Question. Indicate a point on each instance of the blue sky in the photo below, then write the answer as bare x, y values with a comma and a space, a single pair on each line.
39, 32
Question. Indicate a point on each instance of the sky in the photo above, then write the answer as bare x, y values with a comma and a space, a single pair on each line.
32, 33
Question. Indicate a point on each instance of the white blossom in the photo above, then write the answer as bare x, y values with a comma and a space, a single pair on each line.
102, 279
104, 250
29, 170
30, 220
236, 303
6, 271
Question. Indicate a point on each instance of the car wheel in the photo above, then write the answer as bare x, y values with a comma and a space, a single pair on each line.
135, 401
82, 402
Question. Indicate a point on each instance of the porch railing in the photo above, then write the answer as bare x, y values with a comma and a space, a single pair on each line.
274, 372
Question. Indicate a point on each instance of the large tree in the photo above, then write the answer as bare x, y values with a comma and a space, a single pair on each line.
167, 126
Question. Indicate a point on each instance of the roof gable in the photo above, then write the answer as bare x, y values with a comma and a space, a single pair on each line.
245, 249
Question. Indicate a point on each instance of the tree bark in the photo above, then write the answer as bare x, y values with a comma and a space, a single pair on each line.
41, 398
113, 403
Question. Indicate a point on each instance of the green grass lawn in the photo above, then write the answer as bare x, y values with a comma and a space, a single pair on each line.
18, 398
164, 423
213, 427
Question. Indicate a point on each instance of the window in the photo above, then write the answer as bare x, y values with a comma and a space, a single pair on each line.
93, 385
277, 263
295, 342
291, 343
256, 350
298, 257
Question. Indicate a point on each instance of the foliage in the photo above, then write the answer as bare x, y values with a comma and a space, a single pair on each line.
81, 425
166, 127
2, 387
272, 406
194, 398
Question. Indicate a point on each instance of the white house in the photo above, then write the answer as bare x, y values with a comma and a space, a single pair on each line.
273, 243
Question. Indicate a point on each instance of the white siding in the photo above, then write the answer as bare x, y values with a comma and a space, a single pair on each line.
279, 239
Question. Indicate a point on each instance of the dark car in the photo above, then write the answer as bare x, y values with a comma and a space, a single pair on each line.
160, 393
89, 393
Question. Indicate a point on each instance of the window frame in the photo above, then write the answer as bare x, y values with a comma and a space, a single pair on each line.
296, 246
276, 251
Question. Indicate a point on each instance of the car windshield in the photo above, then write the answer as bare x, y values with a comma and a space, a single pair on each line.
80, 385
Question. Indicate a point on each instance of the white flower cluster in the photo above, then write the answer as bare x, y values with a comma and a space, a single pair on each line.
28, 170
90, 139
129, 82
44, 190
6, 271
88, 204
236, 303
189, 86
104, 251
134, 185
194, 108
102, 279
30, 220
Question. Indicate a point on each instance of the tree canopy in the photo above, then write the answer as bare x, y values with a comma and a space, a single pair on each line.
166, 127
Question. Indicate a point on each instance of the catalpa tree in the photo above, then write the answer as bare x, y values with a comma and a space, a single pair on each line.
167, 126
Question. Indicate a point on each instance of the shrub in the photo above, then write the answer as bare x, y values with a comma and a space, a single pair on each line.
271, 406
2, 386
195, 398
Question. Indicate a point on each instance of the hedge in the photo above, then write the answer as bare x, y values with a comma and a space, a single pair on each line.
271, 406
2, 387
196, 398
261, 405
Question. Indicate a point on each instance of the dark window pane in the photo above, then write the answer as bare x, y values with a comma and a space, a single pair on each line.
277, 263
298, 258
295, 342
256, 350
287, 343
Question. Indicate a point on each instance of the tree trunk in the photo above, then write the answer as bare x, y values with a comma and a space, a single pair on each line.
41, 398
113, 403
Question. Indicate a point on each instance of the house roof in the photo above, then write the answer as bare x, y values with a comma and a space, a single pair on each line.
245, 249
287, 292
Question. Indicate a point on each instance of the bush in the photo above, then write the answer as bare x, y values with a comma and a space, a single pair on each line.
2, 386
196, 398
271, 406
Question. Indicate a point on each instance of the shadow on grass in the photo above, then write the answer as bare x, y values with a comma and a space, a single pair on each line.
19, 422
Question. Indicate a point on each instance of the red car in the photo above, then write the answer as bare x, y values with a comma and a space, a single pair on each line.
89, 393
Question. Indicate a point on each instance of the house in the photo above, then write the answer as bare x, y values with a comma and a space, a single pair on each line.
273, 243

......

= PROBLEM DESCRIPTION =
Would you write out the full set of records above without alteration?

= OUTPUT FOR THIS TASK =
Question. Indicate a point on each instance of the blue sky in the photo below, then write the answer as bare x, y values with a comma and a space, a single pair on each line.
39, 32
Question. Indicate a point on each instance of the sky in the photo above, then write the answer as bare x, y values with a comma and a space, a single pair on each line.
32, 33
Question. Indicate a point on each instance of the white blossom in the photo above, then write the answer as bare x, y values with a comma and a space, a single pair on each line.
102, 279
104, 250
29, 170
30, 220
236, 303
6, 271
Question. Indicate a point on each instance of the car wheel in the photo above, then write the answer as bare x, y values with a comma and a space, a single pair on each line.
135, 401
82, 402
Question. Indicate a point on each instance of the porch railing in the photo above, then write the answer as bare x, y values with a comma and a space, a single pair on each line.
274, 372
Question. Indicate a point on each instance of the large tree in the photo above, then write the answer as bare x, y values with a comma and a space, a single pair on each line.
167, 126
Question. Indicate a point on each instance of the roof gable in the photo above, then write the answer as bare x, y values with a comma and a space, a single pair on each line.
245, 249
Question. Indicate a point on each instance of the tree bark in the photo above, then write the answer as bare x, y values with a comma and a space, a single pair on each line.
41, 398
113, 403
Question. Indicate a point on each instance of the green grass lawn in the photo above, then write the answer as bare x, y values with a comma and a space, a single pair on each line.
18, 398
164, 423
213, 427
Question. Indicate a point on each instance of the window in the photo above, then write the answer as bare x, y values with a comma and a space, a single pair on each line.
93, 385
277, 263
295, 342
291, 343
256, 350
298, 257
Question. Indicate a point on each instance of the foliage in the photo above, then write the answer as bare x, y values with a comma and a space, a single pair on each line.
81, 425
166, 127
2, 387
272, 406
194, 398
Question. Indicate a point on each instance of the white house in the photo above, then write the answer as bare x, y values with a comma and a space, a single pair on each line.
273, 243
Question. Indicate a point on each instance of the white siding in the photo above, then write the answer as bare x, y values with a comma and a space, a single pair on each line.
279, 239
Question. Indicate a point on each instance of the dark car in the photo above, then write the answer as bare x, y values with a comma and a space, a single pair on each line.
160, 393
89, 393
Question. Indicate a point on each instance of the window frame in the photo above, then write the answer as bare x, y values with a comma and a space, a single pair on each line.
296, 246
276, 251
Question. Indicate a point on each instance of the car windshield in the photo above, then write the answer as bare x, y values with a comma and a space, a single pair on each line.
80, 385
Question. Indicate a point on each instance of the white flower cluster in the photo above, then write the answer as bare x, y values with a comma and a space, a single pair on each line.
28, 170
90, 139
129, 82
44, 190
6, 271
88, 204
236, 303
189, 86
104, 251
134, 185
194, 108
102, 279
30, 220
Question. Indicate a point on each instance of the tree canopy in the photo above, then write the answer as bare x, y values with a comma and a space, a single pair on each line.
166, 127
Question. Indicate a point on each instance of the catalpa tree in the photo above, then write the answer as bare x, y values with a comma and a space, a single pair on each line.
167, 126
Question. Indicate a point on each instance of the shrub in the photo above, then write the answer as bare x, y values with a comma and a space, a single pair on each line.
271, 406
2, 386
195, 398
Question. Indicate a point on each instance of the hedge in the photo above, then write the answer as bare x, y values with a comma and a space, a single pair on each line.
271, 406
2, 387
196, 398
261, 405
Question. Indicate a point on each instance of the dark window pane in the photo above, then write the answer as bare x, y values with a comma and a space, a single pair on each line.
277, 263
298, 258
295, 342
256, 350
287, 343
Question. Indicate a point on each instance of the tree trunk in the photo above, then write the answer as bare x, y values with a comma and a space, a single pair on each line.
41, 398
113, 403
Question. Indicate a point on each instance of the house roof in the photo above, then write the answer as bare x, y values with a comma and a space, a single pair on each line.
245, 249
287, 292
Question. Indicate a point on each instance of the bush in the photo above, then write the answer as bare x, y values with a comma and a space, a single pair on each line.
2, 386
196, 398
271, 406
Question. Indicate a point on each instance of the shadow on grass in the photo above, then write the answer as bare x, y values with a comma and a space, a single pair on each line.
19, 422
Question. Indicate a point on each instance of the red car in the photo above, then write the answer as bare x, y values with a comma and a space, a single pair on each line.
89, 393
Question. Indicate a point on each instance of the house in the photo above, then write the answer as bare x, y values with a comma and a space, a single pair on each line.
273, 243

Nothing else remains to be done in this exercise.